Records for identifying positions:

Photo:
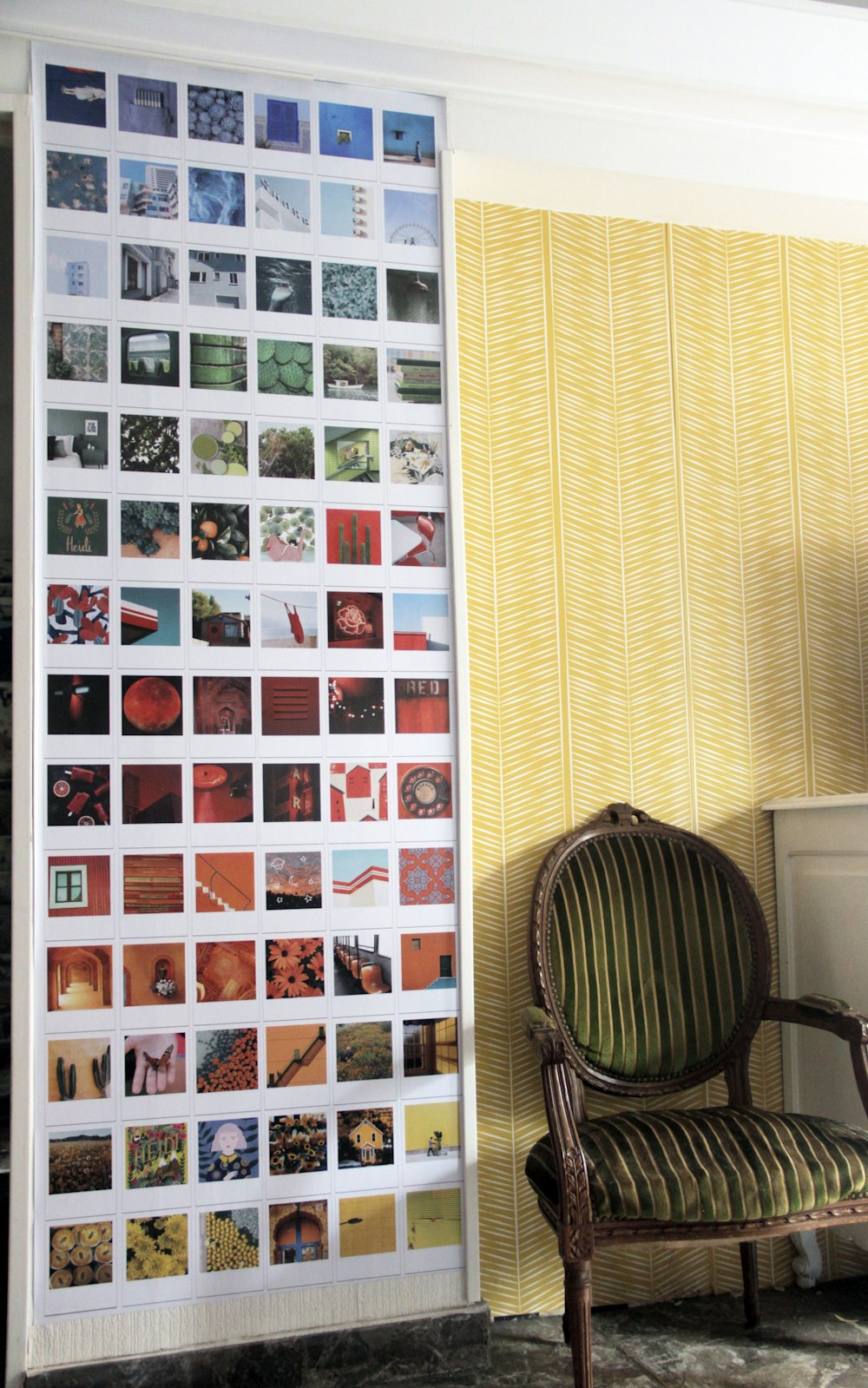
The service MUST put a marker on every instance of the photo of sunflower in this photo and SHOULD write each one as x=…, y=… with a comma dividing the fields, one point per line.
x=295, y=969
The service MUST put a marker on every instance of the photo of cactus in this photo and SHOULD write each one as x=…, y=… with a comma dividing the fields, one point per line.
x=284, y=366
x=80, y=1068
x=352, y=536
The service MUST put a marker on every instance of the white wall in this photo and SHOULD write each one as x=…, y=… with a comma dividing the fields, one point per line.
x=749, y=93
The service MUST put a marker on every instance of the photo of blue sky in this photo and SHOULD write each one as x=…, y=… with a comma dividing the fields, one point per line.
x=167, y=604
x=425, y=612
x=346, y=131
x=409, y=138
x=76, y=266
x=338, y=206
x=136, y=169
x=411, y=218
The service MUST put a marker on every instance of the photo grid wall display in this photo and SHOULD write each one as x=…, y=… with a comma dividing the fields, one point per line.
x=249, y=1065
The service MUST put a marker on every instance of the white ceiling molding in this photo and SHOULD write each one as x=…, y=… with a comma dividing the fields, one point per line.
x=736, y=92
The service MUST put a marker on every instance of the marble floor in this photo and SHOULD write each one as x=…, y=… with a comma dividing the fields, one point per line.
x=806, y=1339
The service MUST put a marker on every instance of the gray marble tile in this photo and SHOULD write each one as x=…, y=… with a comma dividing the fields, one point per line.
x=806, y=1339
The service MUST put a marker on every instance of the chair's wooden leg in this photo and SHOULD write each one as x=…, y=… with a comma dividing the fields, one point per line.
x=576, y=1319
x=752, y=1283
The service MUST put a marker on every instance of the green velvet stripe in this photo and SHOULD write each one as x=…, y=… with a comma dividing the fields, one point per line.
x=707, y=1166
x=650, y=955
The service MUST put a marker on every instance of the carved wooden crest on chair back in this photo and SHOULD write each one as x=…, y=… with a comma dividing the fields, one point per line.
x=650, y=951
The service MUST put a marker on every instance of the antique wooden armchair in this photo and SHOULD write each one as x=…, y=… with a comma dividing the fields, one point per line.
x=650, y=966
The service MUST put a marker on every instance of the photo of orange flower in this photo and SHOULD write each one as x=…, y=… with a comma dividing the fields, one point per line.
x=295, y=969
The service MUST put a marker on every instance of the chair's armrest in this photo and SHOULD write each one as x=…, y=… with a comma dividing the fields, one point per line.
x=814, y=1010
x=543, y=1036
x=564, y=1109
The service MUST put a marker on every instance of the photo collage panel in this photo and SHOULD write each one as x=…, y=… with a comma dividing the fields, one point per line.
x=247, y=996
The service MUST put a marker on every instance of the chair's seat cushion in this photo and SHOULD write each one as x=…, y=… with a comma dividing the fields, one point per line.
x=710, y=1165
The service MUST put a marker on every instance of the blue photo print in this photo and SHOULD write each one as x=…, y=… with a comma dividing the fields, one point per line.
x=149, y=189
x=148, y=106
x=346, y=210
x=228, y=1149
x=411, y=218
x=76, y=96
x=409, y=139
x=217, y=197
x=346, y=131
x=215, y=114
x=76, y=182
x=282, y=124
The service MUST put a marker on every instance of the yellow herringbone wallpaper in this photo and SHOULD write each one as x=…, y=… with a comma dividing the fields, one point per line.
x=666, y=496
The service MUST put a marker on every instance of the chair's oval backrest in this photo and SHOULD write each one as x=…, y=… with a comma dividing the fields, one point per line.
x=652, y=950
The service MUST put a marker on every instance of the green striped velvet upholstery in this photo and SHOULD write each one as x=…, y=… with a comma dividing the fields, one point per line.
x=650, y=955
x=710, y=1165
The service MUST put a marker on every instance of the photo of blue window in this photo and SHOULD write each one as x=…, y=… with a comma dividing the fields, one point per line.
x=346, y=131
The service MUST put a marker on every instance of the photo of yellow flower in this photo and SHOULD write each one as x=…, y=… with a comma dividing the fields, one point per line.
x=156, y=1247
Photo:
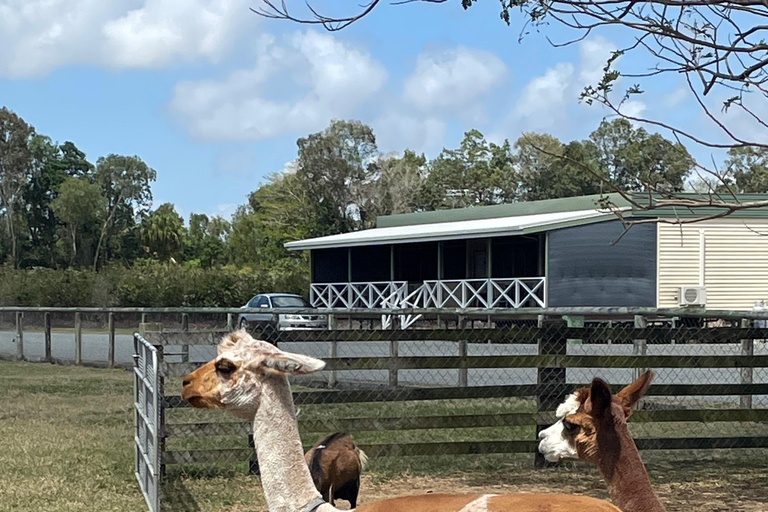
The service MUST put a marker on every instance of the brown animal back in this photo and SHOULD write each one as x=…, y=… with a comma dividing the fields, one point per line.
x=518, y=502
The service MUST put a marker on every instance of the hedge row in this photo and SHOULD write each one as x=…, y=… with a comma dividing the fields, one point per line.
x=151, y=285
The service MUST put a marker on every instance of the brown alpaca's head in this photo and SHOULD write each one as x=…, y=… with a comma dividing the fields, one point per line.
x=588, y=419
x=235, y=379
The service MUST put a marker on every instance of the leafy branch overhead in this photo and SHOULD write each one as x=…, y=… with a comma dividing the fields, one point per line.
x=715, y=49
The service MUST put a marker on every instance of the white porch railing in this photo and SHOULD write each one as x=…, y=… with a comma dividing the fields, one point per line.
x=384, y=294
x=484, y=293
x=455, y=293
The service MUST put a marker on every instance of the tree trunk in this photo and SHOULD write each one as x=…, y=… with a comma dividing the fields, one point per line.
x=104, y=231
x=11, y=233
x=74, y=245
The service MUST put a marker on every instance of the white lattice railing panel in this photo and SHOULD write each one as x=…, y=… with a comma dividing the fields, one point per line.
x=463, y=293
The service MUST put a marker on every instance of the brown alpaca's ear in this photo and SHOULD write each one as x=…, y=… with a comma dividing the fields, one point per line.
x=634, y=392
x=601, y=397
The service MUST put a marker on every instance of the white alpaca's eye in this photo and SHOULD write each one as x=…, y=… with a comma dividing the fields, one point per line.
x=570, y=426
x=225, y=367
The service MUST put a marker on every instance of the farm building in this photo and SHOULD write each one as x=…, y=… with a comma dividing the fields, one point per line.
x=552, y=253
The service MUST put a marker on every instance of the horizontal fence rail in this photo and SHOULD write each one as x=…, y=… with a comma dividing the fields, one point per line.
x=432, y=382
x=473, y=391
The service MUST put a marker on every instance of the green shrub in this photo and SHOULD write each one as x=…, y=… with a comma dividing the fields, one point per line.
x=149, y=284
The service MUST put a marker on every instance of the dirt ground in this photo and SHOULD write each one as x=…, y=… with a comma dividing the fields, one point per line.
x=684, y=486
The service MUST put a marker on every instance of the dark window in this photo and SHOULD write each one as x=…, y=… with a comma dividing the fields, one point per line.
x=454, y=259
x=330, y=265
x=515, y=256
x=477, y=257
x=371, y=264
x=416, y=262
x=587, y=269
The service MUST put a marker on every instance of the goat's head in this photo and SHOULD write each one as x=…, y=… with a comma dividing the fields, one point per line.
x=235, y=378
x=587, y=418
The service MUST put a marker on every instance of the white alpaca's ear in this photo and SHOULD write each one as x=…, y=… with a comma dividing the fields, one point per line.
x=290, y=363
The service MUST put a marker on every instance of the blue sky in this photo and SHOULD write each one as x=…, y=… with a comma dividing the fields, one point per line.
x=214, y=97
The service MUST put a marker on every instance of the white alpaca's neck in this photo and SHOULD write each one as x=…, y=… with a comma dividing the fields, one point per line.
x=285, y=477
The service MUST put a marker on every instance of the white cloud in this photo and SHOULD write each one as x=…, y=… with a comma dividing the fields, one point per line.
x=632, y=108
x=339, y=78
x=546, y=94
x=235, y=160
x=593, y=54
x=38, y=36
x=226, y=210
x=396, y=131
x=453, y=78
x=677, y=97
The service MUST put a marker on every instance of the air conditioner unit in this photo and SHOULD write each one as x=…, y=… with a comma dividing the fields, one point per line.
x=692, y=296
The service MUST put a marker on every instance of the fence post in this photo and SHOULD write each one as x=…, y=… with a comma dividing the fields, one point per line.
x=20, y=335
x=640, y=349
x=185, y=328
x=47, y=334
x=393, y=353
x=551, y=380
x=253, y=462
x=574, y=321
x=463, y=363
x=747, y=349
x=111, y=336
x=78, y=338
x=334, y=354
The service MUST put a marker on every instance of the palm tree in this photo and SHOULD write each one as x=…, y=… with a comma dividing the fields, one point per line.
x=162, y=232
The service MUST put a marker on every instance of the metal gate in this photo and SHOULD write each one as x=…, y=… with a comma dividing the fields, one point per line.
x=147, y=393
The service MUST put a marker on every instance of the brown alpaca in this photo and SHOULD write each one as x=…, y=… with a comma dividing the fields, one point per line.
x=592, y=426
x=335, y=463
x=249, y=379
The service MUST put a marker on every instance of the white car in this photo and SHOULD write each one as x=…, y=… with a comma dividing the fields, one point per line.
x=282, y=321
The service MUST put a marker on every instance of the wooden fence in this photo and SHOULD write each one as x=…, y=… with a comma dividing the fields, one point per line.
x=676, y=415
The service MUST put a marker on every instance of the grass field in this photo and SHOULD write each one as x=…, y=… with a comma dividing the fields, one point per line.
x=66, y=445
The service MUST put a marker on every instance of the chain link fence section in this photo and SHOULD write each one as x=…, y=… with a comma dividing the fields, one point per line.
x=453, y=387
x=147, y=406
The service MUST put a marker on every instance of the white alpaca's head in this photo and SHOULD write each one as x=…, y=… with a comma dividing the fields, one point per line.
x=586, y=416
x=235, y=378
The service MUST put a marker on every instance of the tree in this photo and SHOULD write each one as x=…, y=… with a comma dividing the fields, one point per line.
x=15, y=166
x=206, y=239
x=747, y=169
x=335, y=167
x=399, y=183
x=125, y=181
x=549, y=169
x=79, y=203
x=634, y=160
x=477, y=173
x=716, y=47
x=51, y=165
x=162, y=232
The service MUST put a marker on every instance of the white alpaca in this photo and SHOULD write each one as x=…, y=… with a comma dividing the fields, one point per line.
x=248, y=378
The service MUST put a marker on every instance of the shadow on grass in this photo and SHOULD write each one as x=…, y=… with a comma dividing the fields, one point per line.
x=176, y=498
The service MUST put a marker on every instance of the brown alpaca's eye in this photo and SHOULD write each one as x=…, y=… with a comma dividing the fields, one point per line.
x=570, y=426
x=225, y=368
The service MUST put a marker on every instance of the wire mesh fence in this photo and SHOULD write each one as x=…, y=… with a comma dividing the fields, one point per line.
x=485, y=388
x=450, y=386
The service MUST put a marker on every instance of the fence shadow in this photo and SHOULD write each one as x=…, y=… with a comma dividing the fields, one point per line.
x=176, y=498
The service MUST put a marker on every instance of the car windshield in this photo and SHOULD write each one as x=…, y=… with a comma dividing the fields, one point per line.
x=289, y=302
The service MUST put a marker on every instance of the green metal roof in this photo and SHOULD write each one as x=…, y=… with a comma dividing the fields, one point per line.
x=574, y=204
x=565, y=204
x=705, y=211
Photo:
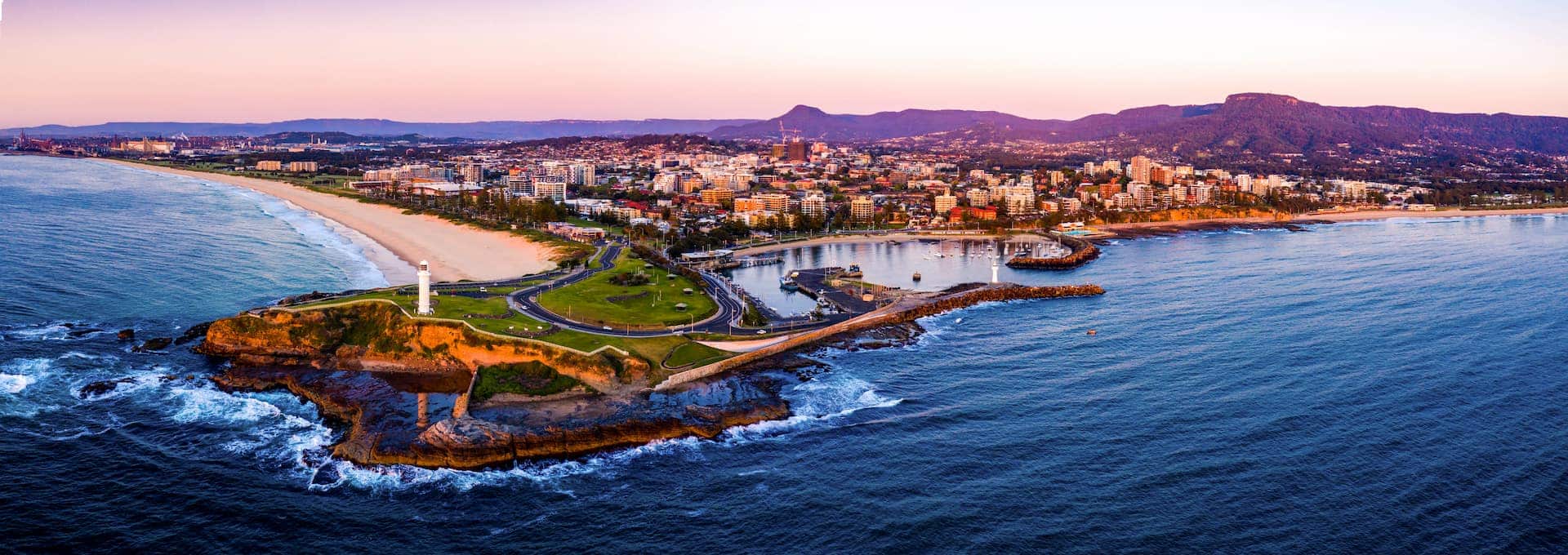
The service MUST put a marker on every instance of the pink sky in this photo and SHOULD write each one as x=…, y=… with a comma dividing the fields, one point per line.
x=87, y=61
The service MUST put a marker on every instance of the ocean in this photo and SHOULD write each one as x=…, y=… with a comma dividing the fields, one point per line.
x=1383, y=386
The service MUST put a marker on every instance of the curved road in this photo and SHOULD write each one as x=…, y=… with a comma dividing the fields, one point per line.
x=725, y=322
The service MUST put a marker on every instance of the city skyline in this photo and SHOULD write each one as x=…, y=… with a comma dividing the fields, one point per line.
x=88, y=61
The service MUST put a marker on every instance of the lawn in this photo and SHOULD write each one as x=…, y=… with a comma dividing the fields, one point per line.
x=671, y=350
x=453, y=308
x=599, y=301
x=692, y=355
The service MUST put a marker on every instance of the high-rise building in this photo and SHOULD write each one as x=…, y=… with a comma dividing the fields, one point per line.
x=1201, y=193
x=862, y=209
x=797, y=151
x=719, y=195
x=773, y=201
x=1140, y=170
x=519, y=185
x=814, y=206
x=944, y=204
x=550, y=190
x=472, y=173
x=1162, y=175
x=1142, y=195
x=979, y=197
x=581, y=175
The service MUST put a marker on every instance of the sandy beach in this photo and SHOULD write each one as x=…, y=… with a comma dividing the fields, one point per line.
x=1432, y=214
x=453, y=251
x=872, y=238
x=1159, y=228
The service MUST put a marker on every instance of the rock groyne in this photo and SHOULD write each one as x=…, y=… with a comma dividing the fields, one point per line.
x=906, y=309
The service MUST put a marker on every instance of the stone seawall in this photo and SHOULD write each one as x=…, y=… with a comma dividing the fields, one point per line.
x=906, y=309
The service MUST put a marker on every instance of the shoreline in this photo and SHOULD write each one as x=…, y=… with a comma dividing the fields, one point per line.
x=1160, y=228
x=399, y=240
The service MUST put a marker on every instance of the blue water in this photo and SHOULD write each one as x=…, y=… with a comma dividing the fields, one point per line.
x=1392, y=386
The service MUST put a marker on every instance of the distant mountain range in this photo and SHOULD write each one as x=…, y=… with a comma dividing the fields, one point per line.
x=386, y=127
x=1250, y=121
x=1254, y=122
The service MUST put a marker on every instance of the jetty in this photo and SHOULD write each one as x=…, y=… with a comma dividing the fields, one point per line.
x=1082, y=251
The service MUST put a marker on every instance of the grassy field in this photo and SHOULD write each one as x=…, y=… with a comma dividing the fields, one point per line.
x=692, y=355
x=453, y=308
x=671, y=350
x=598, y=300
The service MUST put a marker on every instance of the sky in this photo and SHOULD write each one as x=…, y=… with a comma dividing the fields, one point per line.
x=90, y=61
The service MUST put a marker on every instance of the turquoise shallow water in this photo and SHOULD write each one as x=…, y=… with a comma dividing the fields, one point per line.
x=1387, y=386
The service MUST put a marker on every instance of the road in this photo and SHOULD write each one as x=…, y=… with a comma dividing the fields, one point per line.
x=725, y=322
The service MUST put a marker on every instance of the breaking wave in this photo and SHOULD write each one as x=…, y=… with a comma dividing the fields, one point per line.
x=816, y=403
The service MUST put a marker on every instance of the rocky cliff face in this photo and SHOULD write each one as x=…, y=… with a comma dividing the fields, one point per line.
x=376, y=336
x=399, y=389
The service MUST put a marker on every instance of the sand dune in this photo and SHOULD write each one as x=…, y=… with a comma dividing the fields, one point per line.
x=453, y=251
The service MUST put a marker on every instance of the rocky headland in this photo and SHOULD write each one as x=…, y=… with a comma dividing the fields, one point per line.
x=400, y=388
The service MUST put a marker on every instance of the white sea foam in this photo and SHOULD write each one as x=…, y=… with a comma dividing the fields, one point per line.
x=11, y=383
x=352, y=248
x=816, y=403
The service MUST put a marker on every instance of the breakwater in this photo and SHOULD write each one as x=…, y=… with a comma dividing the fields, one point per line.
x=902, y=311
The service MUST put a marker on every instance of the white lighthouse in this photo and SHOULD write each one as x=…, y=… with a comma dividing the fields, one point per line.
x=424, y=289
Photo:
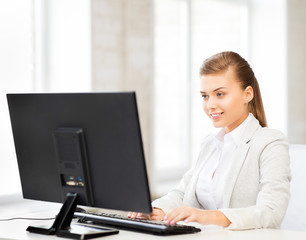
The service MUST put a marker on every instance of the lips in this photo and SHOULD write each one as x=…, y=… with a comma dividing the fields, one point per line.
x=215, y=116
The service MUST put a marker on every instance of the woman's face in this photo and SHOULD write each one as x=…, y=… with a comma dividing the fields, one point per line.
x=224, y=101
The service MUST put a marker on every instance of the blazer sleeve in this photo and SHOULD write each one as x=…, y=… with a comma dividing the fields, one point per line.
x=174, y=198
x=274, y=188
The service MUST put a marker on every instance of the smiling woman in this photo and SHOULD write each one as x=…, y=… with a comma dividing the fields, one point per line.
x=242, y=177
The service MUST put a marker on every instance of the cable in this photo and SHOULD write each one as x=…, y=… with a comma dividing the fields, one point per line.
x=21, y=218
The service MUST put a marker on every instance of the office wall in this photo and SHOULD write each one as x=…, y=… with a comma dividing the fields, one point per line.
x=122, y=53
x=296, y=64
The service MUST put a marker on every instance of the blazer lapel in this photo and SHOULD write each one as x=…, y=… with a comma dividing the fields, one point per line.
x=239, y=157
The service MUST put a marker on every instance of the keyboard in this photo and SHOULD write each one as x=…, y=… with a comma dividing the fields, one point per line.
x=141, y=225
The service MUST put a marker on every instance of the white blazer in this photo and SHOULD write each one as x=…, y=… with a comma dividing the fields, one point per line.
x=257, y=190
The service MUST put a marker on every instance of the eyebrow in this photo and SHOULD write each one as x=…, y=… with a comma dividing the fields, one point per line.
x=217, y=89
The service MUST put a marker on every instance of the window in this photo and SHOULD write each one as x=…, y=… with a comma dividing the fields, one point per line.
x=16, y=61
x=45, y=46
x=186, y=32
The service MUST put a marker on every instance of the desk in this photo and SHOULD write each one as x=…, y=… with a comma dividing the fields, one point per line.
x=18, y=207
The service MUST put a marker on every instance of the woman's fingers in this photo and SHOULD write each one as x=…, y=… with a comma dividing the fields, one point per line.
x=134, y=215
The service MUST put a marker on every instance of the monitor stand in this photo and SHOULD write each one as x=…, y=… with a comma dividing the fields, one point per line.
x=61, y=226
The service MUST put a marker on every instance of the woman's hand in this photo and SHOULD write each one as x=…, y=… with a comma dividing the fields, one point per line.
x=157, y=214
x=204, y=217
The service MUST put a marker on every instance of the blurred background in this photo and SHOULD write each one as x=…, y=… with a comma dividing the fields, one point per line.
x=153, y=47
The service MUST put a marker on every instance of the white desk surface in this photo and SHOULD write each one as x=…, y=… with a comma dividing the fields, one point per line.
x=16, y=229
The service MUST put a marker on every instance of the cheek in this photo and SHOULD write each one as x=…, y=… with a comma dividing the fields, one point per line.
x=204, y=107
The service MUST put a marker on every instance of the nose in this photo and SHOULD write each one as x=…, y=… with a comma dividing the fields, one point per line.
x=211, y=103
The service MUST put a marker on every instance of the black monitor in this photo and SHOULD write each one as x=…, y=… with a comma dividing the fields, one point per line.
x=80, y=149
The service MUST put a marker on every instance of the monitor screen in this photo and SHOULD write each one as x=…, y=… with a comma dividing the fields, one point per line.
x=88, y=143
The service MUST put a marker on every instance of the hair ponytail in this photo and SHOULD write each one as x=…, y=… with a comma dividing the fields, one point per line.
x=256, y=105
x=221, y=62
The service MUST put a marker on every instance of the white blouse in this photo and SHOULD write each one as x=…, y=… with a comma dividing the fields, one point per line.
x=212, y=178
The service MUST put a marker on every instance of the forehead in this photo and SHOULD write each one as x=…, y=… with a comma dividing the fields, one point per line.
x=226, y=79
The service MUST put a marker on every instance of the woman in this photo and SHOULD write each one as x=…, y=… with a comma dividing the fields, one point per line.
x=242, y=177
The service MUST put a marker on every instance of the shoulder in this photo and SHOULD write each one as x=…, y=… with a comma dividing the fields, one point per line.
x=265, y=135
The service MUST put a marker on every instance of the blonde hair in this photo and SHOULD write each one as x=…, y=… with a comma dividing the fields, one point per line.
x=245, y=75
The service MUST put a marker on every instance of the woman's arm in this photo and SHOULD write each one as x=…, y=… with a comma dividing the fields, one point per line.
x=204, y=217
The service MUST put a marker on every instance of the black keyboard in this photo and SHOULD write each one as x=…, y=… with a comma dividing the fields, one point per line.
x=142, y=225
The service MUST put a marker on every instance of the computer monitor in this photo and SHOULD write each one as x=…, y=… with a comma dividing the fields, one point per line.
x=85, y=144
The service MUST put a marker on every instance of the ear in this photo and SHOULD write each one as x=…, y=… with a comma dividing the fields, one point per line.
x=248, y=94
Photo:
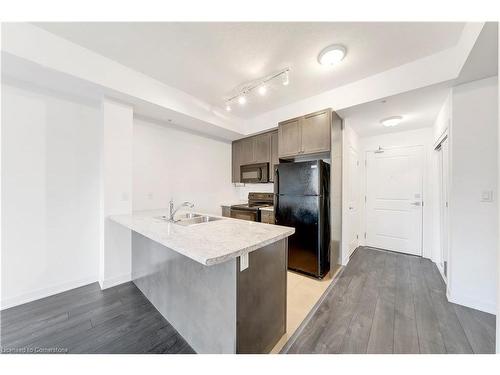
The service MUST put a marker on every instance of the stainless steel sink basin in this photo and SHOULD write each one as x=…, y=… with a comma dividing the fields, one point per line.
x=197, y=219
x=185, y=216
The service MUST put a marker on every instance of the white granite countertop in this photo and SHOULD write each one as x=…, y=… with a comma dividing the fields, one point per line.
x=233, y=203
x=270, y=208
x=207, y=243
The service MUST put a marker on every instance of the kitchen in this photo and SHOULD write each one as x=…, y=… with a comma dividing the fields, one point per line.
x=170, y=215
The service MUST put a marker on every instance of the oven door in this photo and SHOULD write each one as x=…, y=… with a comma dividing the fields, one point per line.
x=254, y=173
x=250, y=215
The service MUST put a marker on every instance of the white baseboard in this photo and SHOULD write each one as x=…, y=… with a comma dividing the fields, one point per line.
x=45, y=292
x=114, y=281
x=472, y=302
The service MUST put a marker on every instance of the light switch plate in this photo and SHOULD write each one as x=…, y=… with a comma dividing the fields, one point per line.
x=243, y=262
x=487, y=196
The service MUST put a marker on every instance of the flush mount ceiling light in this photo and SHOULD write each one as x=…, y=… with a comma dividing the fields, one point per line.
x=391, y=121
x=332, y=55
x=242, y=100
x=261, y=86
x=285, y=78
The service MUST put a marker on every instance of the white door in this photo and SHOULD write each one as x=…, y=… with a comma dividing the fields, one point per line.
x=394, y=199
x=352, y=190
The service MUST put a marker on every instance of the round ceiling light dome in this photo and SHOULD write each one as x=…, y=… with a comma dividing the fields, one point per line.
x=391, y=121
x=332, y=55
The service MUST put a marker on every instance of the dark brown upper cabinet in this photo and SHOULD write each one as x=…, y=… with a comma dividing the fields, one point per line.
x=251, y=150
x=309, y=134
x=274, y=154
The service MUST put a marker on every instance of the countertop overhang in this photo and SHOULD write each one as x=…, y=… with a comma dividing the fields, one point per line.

STATED TASK: Present the lines of the data as a numbered list, from the line containing "of the light" through the final line of the data, both included. Omit blank lines.

EXPECTED OUTPUT:
1. The service MUST put a marker on every instance of the light switch plate in this photo and SHOULD write each one as x=…, y=… with a comma dividing the fields, one point per line.
2. x=243, y=262
3. x=487, y=196
4. The service MUST put a marker on every instance of the flush mount ceiling light in this photo and SHOULD write each one as x=…, y=… with a comma dividing the fields, one point per line.
5. x=391, y=121
6. x=332, y=55
7. x=242, y=100
8. x=261, y=86
9. x=285, y=78
10. The service MUST put a marker on every instance of the white door in this photo and SHOULD write each one as x=…, y=… with a comma dividing the fields, one point per line.
11. x=394, y=199
12. x=352, y=190
13. The service MUST put a marker on every instance of the round ceiling light dome in this photo and SHOULD write each one as x=…, y=… with a comma dividing the fields, one point per line.
14. x=391, y=121
15. x=332, y=55
16. The service MUST put a marker on every instance of the dark brown upper cabinet in this photo and SHOULD write each one as x=…, y=… with a comma dividing the fields, one point per line.
17. x=251, y=150
18. x=309, y=134
19. x=274, y=154
20. The service MUST put a marker on every instance of the countertop overhang in this photo and SHOULD write each one as x=…, y=… with a comma dividing the fields, one point per line.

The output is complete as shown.